SUA TAREFA:
No texto sobre o filme “Laços de Ternura”, em que cidade moram as personagens de Shirley MacLaine e Debra Winger?

TRECHO CITADO:
####################
“Laços de Ternura” (Terms of Endearment)

“Laços de Ternura” (Terms of Endearment)



O grande atributo do “Laços...” está contido nas seguintes palavras: ele nos remete. Mesmo para quem vive com os dois pés no chão, mas que tem uma diminuta fração de seu terceiro olho focada em algo ou alguma coisa diferente de tiros, tatuagens e incivilidade vai murmurar entre dentes: será possível? Ninguém ali resolve seus conflitos, sejam eles relativos a infidelidade conjugal, carências outras, franqueza rude, etc., com uma facada seguida de um B.O. e uma temporada em Bangu Xis.

Os anos 80 trouxeram duas beldades com talento (as sem talento a gente esquece), chamadas Kelly McGillis e Debra Winger.
Debra Winger estrela essa obra com sua voz rouca, seu ar sapeca tingido por profundos olhos azuis e um sorriso maior que a tela.

O filme dirigido por James L. Brooks (“Jerry Maguire”, “Melhor Impossivel” ) faturou 5 estatuetas em 1983 – filme, atriz, ator coadjuvante, diretor e roteiro adaptado.

Shirley MacLaine perde o marido em meados dos 60 e de quebra ganha uma amiga para o resto da vida – sua filha, Debra Winger. Elas moram em Houston, Texas, e quando a menina atinge a adolescência assiste do gramado de sua casa o caminhão de mudança trazer um novo vizinho: o ex-astronauta Jack Nicholson. Com isso meio circo está armado. O resto são favas contadas num sem número de atitudes, algumas com a intenção de quebrar padrões de 1983, outras perenes, outras fantasiosas e feitas para o cinema. Tudo o que almejamos – um pouco de ordem no caos e alguns signos mais fortes que rochedo para sobreviver a barbárie. Nesses termos, “Laços...” esbanja.
####################
(Registros de identificação de posição)
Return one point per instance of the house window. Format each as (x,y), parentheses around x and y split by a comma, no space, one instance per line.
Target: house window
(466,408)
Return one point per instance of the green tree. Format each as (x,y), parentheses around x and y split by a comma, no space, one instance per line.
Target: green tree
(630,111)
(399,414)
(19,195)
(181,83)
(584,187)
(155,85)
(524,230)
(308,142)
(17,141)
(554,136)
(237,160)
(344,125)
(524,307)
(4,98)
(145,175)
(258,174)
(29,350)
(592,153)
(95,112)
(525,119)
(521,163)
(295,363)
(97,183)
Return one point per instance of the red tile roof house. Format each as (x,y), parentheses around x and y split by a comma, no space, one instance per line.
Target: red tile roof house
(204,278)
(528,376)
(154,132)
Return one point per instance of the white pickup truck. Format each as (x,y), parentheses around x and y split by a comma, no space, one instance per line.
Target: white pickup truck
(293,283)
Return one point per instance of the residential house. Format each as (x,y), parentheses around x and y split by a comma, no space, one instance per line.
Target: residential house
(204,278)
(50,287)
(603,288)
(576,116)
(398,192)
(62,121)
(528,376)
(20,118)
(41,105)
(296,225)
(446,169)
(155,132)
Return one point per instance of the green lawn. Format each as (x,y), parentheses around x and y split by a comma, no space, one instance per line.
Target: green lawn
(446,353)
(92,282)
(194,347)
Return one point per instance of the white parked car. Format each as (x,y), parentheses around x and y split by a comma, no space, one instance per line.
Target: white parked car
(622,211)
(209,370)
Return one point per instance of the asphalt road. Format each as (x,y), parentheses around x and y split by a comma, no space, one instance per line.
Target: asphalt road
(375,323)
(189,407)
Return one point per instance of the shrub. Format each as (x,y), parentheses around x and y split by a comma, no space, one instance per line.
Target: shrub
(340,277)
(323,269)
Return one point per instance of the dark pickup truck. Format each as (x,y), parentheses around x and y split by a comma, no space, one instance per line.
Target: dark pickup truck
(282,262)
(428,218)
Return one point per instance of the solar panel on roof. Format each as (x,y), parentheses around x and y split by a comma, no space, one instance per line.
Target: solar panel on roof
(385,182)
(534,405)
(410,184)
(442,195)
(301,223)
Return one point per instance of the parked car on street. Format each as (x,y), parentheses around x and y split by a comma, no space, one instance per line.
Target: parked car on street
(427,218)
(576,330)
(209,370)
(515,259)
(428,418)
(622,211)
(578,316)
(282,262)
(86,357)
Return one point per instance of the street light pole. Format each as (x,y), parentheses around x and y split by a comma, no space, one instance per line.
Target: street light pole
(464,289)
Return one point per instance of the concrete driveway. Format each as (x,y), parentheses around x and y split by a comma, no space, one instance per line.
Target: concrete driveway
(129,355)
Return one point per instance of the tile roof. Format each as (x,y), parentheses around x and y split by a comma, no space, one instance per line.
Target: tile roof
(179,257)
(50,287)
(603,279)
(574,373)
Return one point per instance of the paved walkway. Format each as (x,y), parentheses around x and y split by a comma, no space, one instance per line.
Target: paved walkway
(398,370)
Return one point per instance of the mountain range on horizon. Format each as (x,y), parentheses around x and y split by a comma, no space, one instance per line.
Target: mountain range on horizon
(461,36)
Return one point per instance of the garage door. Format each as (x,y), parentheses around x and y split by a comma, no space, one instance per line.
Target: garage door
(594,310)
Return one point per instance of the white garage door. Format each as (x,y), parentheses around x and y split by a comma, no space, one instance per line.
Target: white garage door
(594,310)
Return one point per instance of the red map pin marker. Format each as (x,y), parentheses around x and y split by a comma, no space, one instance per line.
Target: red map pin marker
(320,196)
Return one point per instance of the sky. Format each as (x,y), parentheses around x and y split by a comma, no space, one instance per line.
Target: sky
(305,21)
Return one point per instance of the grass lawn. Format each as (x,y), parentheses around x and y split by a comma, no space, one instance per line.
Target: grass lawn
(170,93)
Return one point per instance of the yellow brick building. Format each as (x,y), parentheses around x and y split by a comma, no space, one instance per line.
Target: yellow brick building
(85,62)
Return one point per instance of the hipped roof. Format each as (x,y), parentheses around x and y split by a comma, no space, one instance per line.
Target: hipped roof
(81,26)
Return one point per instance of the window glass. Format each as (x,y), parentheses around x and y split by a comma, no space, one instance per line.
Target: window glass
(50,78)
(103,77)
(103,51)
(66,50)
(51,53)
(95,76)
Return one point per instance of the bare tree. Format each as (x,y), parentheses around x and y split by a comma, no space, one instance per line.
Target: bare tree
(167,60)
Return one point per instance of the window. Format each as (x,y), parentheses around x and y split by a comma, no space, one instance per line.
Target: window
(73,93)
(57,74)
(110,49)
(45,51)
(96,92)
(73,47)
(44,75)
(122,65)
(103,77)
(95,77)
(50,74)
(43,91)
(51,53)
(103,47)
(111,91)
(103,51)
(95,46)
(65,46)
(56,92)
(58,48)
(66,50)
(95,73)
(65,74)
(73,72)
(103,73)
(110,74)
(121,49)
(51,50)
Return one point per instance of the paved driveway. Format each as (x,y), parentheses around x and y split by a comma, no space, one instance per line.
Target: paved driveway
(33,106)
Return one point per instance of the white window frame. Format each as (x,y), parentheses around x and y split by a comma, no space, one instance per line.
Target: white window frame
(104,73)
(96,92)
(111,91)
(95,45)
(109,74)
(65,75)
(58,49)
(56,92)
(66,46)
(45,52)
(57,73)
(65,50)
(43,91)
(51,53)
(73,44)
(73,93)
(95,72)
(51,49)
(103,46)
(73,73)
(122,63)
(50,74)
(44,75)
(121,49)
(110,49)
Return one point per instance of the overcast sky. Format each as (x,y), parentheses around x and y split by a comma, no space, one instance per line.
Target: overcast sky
####################
RESPOSTA COMPLETA:
Em Houston, Texas.